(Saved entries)

begin

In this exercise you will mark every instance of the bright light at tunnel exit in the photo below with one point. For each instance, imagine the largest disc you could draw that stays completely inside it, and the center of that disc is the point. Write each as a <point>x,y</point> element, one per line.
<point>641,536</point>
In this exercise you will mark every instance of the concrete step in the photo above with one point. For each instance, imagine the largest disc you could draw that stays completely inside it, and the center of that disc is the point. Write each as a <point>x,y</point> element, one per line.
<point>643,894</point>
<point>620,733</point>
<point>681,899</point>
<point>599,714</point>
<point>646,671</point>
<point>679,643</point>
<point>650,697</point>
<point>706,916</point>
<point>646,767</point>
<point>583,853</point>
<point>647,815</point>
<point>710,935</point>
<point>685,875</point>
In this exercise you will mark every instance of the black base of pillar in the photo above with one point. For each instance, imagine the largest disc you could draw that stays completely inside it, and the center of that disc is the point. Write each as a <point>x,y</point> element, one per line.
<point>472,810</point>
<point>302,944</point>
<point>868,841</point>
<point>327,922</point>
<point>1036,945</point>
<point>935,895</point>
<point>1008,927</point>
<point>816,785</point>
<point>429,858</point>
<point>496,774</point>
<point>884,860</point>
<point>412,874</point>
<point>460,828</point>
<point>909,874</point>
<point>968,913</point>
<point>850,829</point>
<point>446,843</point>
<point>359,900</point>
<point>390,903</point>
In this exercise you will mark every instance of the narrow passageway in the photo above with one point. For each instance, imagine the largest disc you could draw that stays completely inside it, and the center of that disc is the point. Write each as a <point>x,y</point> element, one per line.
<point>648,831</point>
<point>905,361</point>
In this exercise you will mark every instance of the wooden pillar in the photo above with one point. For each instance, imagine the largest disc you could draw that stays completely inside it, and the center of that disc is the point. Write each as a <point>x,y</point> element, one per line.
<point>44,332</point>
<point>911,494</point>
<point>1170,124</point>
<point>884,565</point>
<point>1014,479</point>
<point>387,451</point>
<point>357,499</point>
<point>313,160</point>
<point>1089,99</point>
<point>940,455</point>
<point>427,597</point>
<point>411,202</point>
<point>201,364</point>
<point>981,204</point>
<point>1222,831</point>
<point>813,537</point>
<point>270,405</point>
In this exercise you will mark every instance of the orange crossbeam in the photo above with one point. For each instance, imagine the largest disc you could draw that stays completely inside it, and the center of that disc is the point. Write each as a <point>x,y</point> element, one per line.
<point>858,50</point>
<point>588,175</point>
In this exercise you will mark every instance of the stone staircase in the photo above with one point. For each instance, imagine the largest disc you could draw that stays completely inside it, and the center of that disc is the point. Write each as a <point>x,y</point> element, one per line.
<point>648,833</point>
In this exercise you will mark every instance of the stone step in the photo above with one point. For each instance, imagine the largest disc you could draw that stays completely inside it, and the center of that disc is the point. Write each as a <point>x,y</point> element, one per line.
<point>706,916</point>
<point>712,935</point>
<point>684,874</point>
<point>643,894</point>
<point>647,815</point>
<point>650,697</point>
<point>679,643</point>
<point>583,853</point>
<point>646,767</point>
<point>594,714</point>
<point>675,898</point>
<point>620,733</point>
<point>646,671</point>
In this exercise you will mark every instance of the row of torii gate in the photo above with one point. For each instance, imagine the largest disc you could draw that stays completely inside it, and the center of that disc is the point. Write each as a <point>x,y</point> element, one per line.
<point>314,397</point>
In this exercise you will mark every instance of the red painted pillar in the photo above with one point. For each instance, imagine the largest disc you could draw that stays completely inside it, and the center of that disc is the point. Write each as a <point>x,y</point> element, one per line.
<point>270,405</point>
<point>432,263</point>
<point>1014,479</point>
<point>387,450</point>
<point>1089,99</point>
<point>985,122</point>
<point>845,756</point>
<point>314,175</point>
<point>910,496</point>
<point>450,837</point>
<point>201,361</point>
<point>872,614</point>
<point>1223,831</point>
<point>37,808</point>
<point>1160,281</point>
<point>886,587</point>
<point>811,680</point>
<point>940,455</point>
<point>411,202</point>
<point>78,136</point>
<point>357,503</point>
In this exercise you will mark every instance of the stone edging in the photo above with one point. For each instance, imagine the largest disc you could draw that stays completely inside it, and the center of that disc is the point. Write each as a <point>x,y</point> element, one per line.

end

**Work required:** Reproduce all of the items above, swapping "largest" for "biggest" at every occurrence and leaving the rest untouched.

**Result of the exercise:**
In this exercise you will mark every instance of the bright light at tunnel exit in the photo below with one point. For each instance, imagine the biggest disc you could draw that stays completely inside it, and the center of that disc is the point. Write each as a <point>x,y</point> element, one per line.
<point>641,536</point>
In this exercise you will mark every instance of the concrete step in the photo above with one point. For each instance, imagine the biggest disc you could draw that stays completely inside it, and the center of that disc is the point. Write each as a <point>x,y</point> element, one per line.
<point>643,894</point>
<point>620,733</point>
<point>681,899</point>
<point>599,714</point>
<point>646,671</point>
<point>679,643</point>
<point>650,697</point>
<point>706,916</point>
<point>646,767</point>
<point>583,853</point>
<point>647,815</point>
<point>710,935</point>
<point>685,875</point>
In this exercise you will mark every instance of the black base of pillar in the photo above with one point. For each instance, imagine the biggest disc you could draw that stays completely inside it, and the center of that disc is the point. Write each as a <point>x,y</point> element, one per line.
<point>472,810</point>
<point>302,944</point>
<point>868,841</point>
<point>327,922</point>
<point>1036,945</point>
<point>935,895</point>
<point>1008,927</point>
<point>816,785</point>
<point>429,858</point>
<point>496,774</point>
<point>884,860</point>
<point>412,874</point>
<point>460,828</point>
<point>909,874</point>
<point>968,913</point>
<point>850,829</point>
<point>446,843</point>
<point>359,900</point>
<point>390,903</point>
In this exercise you will mark every instance of the narrow passageway in the photo above with one point. For each instance, imagine the biggest disc you could draw that stays completely inside it, and the center of that disc is the point. Write each as a <point>x,y</point> element, one per line.
<point>648,831</point>
<point>905,361</point>
In this exercise you will mark every instance of the wooden pillar in the photo above with one point. For each instance, imagine the biggest disc you could draw that stays completely inside it, and the center of that disc is the point. Write each as a <point>x,y</point> element, one per line.
<point>44,332</point>
<point>911,494</point>
<point>1170,124</point>
<point>884,565</point>
<point>1014,479</point>
<point>387,451</point>
<point>357,499</point>
<point>313,160</point>
<point>1089,99</point>
<point>940,455</point>
<point>427,597</point>
<point>411,202</point>
<point>201,364</point>
<point>981,204</point>
<point>1222,831</point>
<point>813,537</point>
<point>270,405</point>
In this exercise you will mark every instance of the orange crossbeam in the photo above with one point. For each instance, imagine the biggest disc you could draw that stays completely inside it, and the center of that disc is the point. Write each as a <point>x,y</point> element, one per line.
<point>858,50</point>
<point>588,175</point>
In this exercise you will mark every instance of the stone staircase in the photo above with one point. For each instance, imagine the biggest disc you could draw that stays completely inside it, and the center of that disc is the point. Write each as a <point>x,y</point> element, one per line.
<point>648,833</point>
In this exercise you will mark every instance of the stone step in the photo above with one point. For each instance, imagine the biggest disc you could draw that stays completely inside it, and the center of that disc is the point. Write each as a <point>x,y</point> element, one per line.
<point>706,916</point>
<point>712,935</point>
<point>684,874</point>
<point>643,894</point>
<point>647,815</point>
<point>650,697</point>
<point>679,643</point>
<point>583,853</point>
<point>646,767</point>
<point>594,714</point>
<point>675,898</point>
<point>620,733</point>
<point>646,671</point>
In this exercise you will mark every instance of the row of torii gate in the photo above with one point. For each instance, imagine the biggest disc you could draw that stays completely inside it, and the center of that disc is the point. Write each as a <point>x,y</point> element, one per line.
<point>314,397</point>
In this exercise you will mark every instance of the red painted pillar in the photo above with one point. For each instance, imagine the biggest disc you could draw that stays completely inside it, and the center of that disc is the point. Write each as a <point>x,y</point> element, one per line.
<point>270,405</point>
<point>432,263</point>
<point>1014,479</point>
<point>387,450</point>
<point>1089,99</point>
<point>985,122</point>
<point>845,756</point>
<point>314,175</point>
<point>910,496</point>
<point>450,837</point>
<point>201,361</point>
<point>872,614</point>
<point>1223,831</point>
<point>37,808</point>
<point>1160,281</point>
<point>886,587</point>
<point>811,680</point>
<point>940,455</point>
<point>411,202</point>
<point>78,136</point>
<point>357,503</point>
In this exercise you will mark every instance of the stone edging in the photo above with one point. For each instance, imagine the biggest disc you could draw that stays completely inside it, and the center of that disc is the point. Write each as a <point>x,y</point> element, one per line.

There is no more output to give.